Job | Count the lines in the items below that contain the word "shade" and give only that number.

Provided information |
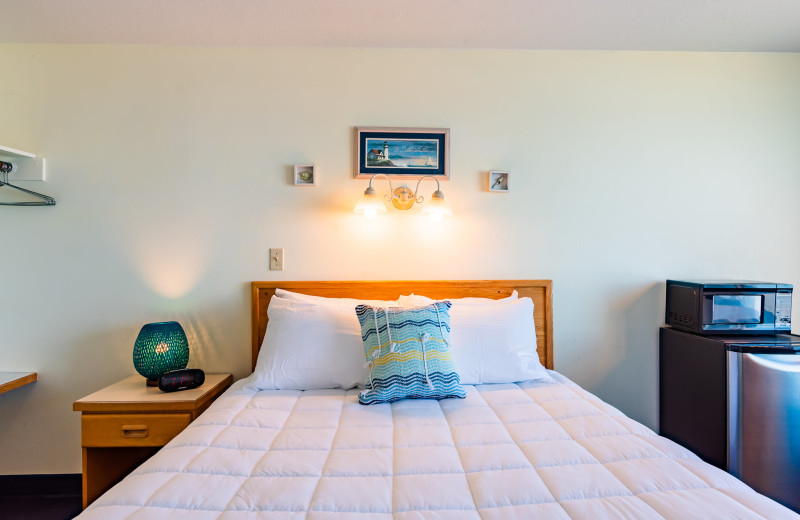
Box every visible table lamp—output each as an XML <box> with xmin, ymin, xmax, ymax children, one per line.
<box><xmin>133</xmin><ymin>321</ymin><xmax>189</xmax><ymax>386</ymax></box>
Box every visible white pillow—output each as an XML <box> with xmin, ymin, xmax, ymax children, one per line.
<box><xmin>247</xmin><ymin>297</ymin><xmax>366</xmax><ymax>390</ymax></box>
<box><xmin>398</xmin><ymin>298</ymin><xmax>547</xmax><ymax>385</ymax></box>
<box><xmin>275</xmin><ymin>289</ymin><xmax>398</xmax><ymax>308</ymax></box>
<box><xmin>397</xmin><ymin>289</ymin><xmax>519</xmax><ymax>307</ymax></box>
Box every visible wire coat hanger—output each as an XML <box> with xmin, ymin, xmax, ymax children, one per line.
<box><xmin>0</xmin><ymin>161</ymin><xmax>56</xmax><ymax>206</ymax></box>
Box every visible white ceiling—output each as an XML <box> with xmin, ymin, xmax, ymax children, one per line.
<box><xmin>0</xmin><ymin>0</ymin><xmax>800</xmax><ymax>52</ymax></box>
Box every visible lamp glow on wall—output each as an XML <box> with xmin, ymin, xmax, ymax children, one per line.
<box><xmin>133</xmin><ymin>321</ymin><xmax>189</xmax><ymax>386</ymax></box>
<box><xmin>353</xmin><ymin>173</ymin><xmax>453</xmax><ymax>220</ymax></box>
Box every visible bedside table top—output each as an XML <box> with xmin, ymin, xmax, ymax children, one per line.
<box><xmin>72</xmin><ymin>374</ymin><xmax>233</xmax><ymax>412</ymax></box>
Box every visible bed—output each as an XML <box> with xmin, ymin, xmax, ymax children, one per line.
<box><xmin>79</xmin><ymin>280</ymin><xmax>800</xmax><ymax>520</ymax></box>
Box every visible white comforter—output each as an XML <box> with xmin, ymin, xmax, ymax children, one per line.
<box><xmin>79</xmin><ymin>372</ymin><xmax>800</xmax><ymax>520</ymax></box>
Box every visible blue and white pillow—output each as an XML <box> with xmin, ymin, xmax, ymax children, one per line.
<box><xmin>356</xmin><ymin>301</ymin><xmax>466</xmax><ymax>404</ymax></box>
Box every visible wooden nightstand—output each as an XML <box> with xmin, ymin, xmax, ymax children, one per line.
<box><xmin>72</xmin><ymin>374</ymin><xmax>233</xmax><ymax>508</ymax></box>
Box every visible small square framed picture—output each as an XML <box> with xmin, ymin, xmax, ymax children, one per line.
<box><xmin>294</xmin><ymin>164</ymin><xmax>317</xmax><ymax>186</ymax></box>
<box><xmin>489</xmin><ymin>170</ymin><xmax>511</xmax><ymax>193</ymax></box>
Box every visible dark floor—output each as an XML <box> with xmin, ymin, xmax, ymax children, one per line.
<box><xmin>0</xmin><ymin>495</ymin><xmax>81</xmax><ymax>520</ymax></box>
<box><xmin>0</xmin><ymin>474</ymin><xmax>81</xmax><ymax>520</ymax></box>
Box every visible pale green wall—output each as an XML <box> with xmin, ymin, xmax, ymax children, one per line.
<box><xmin>0</xmin><ymin>45</ymin><xmax>800</xmax><ymax>474</ymax></box>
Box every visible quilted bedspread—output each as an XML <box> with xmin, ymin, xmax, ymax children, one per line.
<box><xmin>79</xmin><ymin>372</ymin><xmax>800</xmax><ymax>520</ymax></box>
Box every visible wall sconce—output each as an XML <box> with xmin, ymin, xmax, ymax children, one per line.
<box><xmin>353</xmin><ymin>173</ymin><xmax>453</xmax><ymax>220</ymax></box>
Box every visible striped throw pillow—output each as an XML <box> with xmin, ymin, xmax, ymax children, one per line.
<box><xmin>356</xmin><ymin>301</ymin><xmax>466</xmax><ymax>404</ymax></box>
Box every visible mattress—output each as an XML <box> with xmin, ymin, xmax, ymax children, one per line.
<box><xmin>73</xmin><ymin>371</ymin><xmax>800</xmax><ymax>520</ymax></box>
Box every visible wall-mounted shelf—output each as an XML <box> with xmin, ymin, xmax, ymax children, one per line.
<box><xmin>0</xmin><ymin>372</ymin><xmax>39</xmax><ymax>394</ymax></box>
<box><xmin>0</xmin><ymin>146</ymin><xmax>47</xmax><ymax>182</ymax></box>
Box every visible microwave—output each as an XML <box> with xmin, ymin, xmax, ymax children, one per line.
<box><xmin>666</xmin><ymin>280</ymin><xmax>792</xmax><ymax>334</ymax></box>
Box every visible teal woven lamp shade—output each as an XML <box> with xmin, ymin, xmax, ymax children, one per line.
<box><xmin>133</xmin><ymin>321</ymin><xmax>189</xmax><ymax>386</ymax></box>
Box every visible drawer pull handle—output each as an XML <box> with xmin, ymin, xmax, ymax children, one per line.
<box><xmin>122</xmin><ymin>424</ymin><xmax>147</xmax><ymax>439</ymax></box>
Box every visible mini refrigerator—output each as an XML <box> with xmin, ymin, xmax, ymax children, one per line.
<box><xmin>659</xmin><ymin>327</ymin><xmax>800</xmax><ymax>512</ymax></box>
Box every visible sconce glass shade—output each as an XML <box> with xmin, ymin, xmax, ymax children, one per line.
<box><xmin>353</xmin><ymin>187</ymin><xmax>386</xmax><ymax>218</ymax></box>
<box><xmin>422</xmin><ymin>190</ymin><xmax>453</xmax><ymax>220</ymax></box>
<box><xmin>133</xmin><ymin>321</ymin><xmax>189</xmax><ymax>386</ymax></box>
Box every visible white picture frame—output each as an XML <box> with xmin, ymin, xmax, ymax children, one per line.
<box><xmin>294</xmin><ymin>164</ymin><xmax>317</xmax><ymax>186</ymax></box>
<box><xmin>489</xmin><ymin>170</ymin><xmax>511</xmax><ymax>193</ymax></box>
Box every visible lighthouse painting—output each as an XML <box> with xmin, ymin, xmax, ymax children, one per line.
<box><xmin>356</xmin><ymin>127</ymin><xmax>449</xmax><ymax>179</ymax></box>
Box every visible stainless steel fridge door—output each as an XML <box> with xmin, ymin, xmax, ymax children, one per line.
<box><xmin>728</xmin><ymin>352</ymin><xmax>800</xmax><ymax>511</ymax></box>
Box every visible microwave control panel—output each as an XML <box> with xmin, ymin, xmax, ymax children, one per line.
<box><xmin>775</xmin><ymin>291</ymin><xmax>792</xmax><ymax>330</ymax></box>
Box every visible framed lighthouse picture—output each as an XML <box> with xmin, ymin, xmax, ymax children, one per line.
<box><xmin>354</xmin><ymin>126</ymin><xmax>450</xmax><ymax>180</ymax></box>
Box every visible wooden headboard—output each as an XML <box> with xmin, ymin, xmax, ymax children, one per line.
<box><xmin>252</xmin><ymin>280</ymin><xmax>553</xmax><ymax>369</ymax></box>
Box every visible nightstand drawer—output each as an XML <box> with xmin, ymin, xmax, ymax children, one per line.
<box><xmin>81</xmin><ymin>413</ymin><xmax>192</xmax><ymax>448</ymax></box>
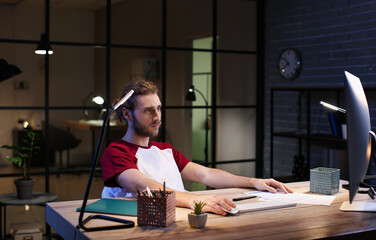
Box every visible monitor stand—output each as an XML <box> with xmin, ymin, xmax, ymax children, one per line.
<box><xmin>339</xmin><ymin>131</ymin><xmax>376</xmax><ymax>212</ymax></box>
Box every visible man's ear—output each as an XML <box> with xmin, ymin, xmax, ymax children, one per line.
<box><xmin>121</xmin><ymin>107</ymin><xmax>132</xmax><ymax>121</ymax></box>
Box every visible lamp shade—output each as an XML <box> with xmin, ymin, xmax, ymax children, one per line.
<box><xmin>35</xmin><ymin>33</ymin><xmax>54</xmax><ymax>55</ymax></box>
<box><xmin>91</xmin><ymin>96</ymin><xmax>104</xmax><ymax>105</ymax></box>
<box><xmin>185</xmin><ymin>85</ymin><xmax>196</xmax><ymax>101</ymax></box>
<box><xmin>0</xmin><ymin>59</ymin><xmax>21</xmax><ymax>82</ymax></box>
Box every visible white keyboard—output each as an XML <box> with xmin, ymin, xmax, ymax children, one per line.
<box><xmin>236</xmin><ymin>201</ymin><xmax>296</xmax><ymax>213</ymax></box>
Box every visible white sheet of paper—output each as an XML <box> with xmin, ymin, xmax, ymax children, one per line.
<box><xmin>244</xmin><ymin>191</ymin><xmax>336</xmax><ymax>206</ymax></box>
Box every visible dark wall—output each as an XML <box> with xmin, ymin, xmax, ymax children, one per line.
<box><xmin>264</xmin><ymin>0</ymin><xmax>376</xmax><ymax>176</ymax></box>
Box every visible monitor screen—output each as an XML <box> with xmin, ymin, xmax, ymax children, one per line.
<box><xmin>345</xmin><ymin>71</ymin><xmax>371</xmax><ymax>203</ymax></box>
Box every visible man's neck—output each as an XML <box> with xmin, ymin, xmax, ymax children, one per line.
<box><xmin>122</xmin><ymin>129</ymin><xmax>150</xmax><ymax>147</ymax></box>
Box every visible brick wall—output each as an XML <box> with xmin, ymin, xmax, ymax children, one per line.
<box><xmin>264</xmin><ymin>0</ymin><xmax>376</xmax><ymax>179</ymax></box>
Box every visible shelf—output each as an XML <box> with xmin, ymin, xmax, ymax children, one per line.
<box><xmin>273</xmin><ymin>132</ymin><xmax>347</xmax><ymax>149</ymax></box>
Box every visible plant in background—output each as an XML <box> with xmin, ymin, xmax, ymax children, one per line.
<box><xmin>2</xmin><ymin>130</ymin><xmax>41</xmax><ymax>180</ymax></box>
<box><xmin>193</xmin><ymin>201</ymin><xmax>206</xmax><ymax>215</ymax></box>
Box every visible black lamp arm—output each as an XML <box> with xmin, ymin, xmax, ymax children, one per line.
<box><xmin>77</xmin><ymin>90</ymin><xmax>134</xmax><ymax>231</ymax></box>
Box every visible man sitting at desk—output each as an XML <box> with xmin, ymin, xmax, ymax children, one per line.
<box><xmin>101</xmin><ymin>81</ymin><xmax>292</xmax><ymax>215</ymax></box>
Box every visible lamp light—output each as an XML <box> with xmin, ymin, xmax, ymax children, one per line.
<box><xmin>0</xmin><ymin>59</ymin><xmax>21</xmax><ymax>82</ymax></box>
<box><xmin>91</xmin><ymin>96</ymin><xmax>104</xmax><ymax>105</ymax></box>
<box><xmin>185</xmin><ymin>85</ymin><xmax>209</xmax><ymax>164</ymax></box>
<box><xmin>35</xmin><ymin>33</ymin><xmax>54</xmax><ymax>55</ymax></box>
<box><xmin>320</xmin><ymin>101</ymin><xmax>346</xmax><ymax>113</ymax></box>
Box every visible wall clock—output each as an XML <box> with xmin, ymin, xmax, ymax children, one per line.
<box><xmin>278</xmin><ymin>48</ymin><xmax>302</xmax><ymax>80</ymax></box>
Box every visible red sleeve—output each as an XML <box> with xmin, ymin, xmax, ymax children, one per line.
<box><xmin>101</xmin><ymin>140</ymin><xmax>138</xmax><ymax>187</ymax></box>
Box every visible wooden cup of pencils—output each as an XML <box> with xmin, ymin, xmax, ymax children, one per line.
<box><xmin>137</xmin><ymin>189</ymin><xmax>176</xmax><ymax>227</ymax></box>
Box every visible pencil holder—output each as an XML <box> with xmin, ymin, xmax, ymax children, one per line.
<box><xmin>137</xmin><ymin>190</ymin><xmax>175</xmax><ymax>227</ymax></box>
<box><xmin>310</xmin><ymin>167</ymin><xmax>340</xmax><ymax>195</ymax></box>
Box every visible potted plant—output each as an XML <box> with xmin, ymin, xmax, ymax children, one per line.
<box><xmin>188</xmin><ymin>201</ymin><xmax>208</xmax><ymax>228</ymax></box>
<box><xmin>2</xmin><ymin>130</ymin><xmax>40</xmax><ymax>199</ymax></box>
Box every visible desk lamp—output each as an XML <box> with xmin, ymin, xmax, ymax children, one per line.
<box><xmin>77</xmin><ymin>90</ymin><xmax>134</xmax><ymax>231</ymax></box>
<box><xmin>82</xmin><ymin>91</ymin><xmax>104</xmax><ymax>120</ymax></box>
<box><xmin>185</xmin><ymin>85</ymin><xmax>209</xmax><ymax>164</ymax></box>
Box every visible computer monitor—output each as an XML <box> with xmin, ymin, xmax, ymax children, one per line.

Completed task | 3